__Goal__.
Filter the items below and copy each line that contains the string "windshield". Treat uppercase and lowercase as different.

__Stored records__.

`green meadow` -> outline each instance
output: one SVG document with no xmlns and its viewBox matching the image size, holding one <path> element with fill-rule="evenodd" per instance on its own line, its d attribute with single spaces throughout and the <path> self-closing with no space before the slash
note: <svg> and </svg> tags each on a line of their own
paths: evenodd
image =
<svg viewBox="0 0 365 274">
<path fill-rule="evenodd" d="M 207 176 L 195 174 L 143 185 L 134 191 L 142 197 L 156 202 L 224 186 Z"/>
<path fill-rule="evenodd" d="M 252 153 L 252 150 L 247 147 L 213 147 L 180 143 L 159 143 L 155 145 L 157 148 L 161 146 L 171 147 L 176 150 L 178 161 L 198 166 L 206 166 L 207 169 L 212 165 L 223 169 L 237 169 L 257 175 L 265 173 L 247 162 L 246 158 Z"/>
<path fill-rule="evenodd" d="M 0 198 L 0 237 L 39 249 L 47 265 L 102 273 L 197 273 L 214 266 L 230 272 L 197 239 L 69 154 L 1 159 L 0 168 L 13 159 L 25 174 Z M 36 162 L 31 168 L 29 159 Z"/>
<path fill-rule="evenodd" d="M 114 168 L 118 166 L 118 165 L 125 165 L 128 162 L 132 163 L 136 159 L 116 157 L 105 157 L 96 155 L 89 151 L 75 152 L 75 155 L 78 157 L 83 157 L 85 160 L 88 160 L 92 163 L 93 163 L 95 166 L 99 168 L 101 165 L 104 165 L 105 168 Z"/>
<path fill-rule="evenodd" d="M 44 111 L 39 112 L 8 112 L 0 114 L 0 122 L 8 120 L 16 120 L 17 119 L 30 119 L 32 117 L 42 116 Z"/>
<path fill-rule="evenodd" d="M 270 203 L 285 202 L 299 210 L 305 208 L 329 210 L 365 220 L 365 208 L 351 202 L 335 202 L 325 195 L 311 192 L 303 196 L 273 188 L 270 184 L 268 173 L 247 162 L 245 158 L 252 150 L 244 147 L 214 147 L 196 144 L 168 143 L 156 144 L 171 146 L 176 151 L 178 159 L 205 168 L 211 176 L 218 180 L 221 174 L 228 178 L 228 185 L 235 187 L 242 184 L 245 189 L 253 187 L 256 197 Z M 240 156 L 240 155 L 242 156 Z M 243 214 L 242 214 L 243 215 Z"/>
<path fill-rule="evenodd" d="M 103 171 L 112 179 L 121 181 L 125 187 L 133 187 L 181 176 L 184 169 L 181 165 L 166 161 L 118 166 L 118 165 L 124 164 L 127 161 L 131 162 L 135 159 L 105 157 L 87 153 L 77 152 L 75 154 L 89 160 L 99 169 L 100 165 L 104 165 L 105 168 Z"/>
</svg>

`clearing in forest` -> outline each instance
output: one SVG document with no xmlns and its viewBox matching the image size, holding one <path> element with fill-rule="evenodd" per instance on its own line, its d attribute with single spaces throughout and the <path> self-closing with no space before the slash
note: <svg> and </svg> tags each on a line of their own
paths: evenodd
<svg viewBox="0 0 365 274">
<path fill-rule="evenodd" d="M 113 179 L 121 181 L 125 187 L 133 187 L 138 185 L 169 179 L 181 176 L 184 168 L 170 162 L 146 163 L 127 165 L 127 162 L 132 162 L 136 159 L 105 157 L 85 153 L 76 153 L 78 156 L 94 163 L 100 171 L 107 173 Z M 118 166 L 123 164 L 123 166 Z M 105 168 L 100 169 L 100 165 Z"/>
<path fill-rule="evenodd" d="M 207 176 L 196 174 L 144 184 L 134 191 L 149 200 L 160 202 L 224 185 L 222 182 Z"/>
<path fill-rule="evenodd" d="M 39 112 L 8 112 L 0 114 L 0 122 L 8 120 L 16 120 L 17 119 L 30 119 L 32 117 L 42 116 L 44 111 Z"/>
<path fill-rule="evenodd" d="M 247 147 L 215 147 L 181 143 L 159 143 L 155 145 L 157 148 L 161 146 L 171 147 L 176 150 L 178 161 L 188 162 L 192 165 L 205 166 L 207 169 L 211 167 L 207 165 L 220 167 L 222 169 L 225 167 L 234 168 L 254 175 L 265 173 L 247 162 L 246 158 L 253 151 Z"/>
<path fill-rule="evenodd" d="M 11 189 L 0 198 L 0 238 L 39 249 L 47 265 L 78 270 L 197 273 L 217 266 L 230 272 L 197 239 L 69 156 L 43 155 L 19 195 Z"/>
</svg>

...

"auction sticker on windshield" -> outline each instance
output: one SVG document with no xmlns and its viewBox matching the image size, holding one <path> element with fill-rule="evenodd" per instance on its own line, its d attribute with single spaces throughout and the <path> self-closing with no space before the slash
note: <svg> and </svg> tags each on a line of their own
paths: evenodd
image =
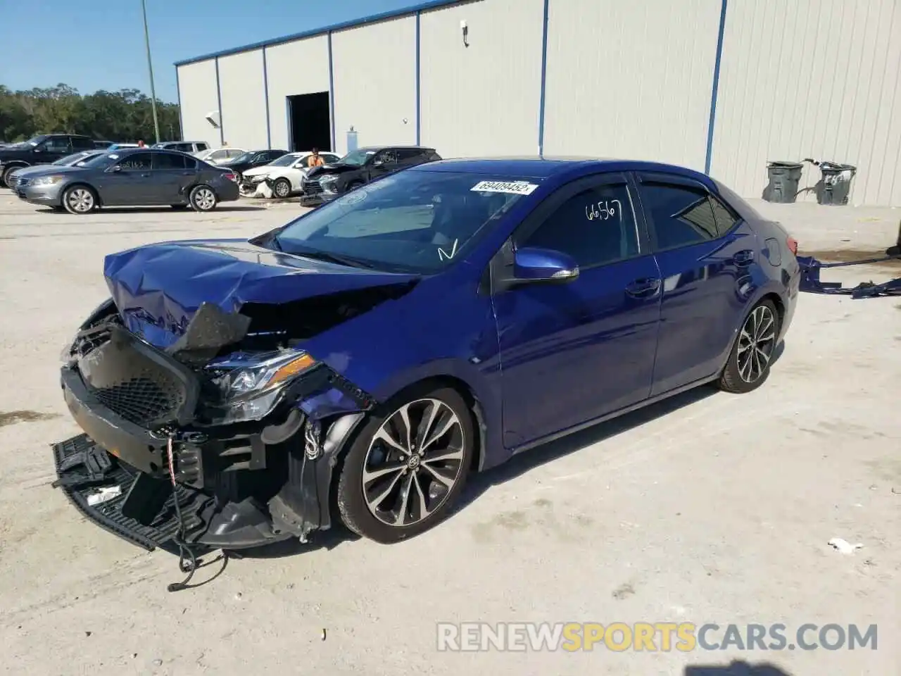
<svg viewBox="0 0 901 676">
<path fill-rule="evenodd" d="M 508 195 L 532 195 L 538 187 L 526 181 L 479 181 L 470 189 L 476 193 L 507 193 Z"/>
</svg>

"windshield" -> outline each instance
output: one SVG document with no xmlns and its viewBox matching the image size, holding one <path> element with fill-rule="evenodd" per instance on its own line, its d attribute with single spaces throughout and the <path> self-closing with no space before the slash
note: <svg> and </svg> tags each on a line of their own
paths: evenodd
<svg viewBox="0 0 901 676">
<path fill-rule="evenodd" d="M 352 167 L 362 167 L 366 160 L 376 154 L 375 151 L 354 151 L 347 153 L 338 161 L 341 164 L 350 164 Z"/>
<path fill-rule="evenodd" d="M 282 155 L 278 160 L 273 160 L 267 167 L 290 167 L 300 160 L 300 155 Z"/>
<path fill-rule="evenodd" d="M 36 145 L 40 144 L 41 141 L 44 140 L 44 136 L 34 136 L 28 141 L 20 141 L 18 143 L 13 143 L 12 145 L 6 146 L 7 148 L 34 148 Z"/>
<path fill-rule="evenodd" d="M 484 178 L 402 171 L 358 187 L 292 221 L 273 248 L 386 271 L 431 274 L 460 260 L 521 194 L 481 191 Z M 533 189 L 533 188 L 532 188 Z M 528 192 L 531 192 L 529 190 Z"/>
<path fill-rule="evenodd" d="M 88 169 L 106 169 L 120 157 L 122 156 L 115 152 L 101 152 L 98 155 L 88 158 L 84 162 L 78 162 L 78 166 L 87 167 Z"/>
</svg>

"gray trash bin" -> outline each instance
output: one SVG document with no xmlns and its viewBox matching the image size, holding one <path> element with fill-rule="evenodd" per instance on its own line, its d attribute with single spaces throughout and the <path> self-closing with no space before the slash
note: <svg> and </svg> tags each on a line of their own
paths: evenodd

* * *

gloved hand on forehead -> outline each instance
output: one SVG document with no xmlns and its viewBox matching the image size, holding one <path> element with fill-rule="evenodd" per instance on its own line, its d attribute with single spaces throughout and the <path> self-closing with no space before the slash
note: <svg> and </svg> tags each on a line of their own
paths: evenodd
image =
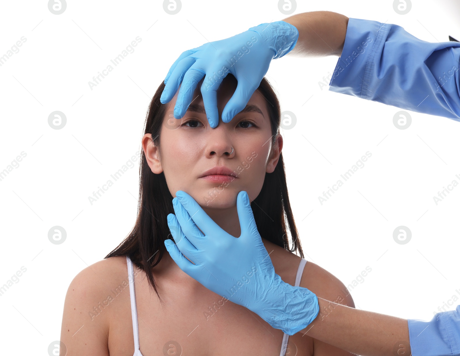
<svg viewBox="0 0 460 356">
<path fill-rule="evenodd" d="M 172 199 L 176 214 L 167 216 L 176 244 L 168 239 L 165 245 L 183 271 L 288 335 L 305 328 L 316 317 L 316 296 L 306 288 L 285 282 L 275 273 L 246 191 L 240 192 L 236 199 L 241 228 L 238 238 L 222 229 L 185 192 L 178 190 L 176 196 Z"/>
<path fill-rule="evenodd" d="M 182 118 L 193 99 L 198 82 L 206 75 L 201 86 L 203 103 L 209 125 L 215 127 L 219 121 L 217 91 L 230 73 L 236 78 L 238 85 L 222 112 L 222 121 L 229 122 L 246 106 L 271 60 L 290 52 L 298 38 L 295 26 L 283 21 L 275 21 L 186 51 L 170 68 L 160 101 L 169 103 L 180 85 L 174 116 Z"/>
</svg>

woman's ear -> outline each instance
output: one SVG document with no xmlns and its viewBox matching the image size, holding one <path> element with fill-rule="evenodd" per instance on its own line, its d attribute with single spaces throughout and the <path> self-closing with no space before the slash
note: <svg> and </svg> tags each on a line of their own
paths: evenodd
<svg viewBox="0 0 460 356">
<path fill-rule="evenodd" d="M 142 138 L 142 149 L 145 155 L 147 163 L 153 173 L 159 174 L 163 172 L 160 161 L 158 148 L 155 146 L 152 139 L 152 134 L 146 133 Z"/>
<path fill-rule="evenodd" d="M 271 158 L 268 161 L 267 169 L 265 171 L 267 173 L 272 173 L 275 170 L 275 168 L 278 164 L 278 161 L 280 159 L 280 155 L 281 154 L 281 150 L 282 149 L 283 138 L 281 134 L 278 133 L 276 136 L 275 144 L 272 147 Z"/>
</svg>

__Solution to the problem__.
"auction sticker on windshield" -> outline each instance
"windshield" -> outline each instance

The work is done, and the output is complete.